**QUOTED TEXT:**
begin
Traditional indemnification would appear to apply only when there is some independent, preexisting legal relationship between the indemnitee and indemnitor.1 See Peak *546 Drilling Co. v. Halliburton Oil Well Cementing Co., 215 F.2d 368, 370 (10th Cir.1954) (stating relationship is one “under which the indemnitor owes a duty either in contract or tort to the indemnitee apart from the joint duty they owe to the injured party”). The right to indemnification may be established through an express or implied contract, or “may ... arise without agreement, and by operation of law to prevent a result which is regarded as unjust or unsatisfactory.” W. Page Keeton et al., Prosser and Keeton on the Law of Torts § 51, at 341 (5th ed. 1984); see also 42 C.J.S. Indemnity § 3, at 74 (1991) (stating that indemnification is based on equitable principles).
end
In the passage on indemnification, what must exist for traditional indemnification to apply?

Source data
begin
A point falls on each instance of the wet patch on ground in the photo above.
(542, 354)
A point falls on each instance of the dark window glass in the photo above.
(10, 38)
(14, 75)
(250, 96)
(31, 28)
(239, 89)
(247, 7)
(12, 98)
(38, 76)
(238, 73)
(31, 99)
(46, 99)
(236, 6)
end
**SOLUTION TO THIS TASK:**
Some independent, preexisting legal relationship between the indemnitee and indemnitor.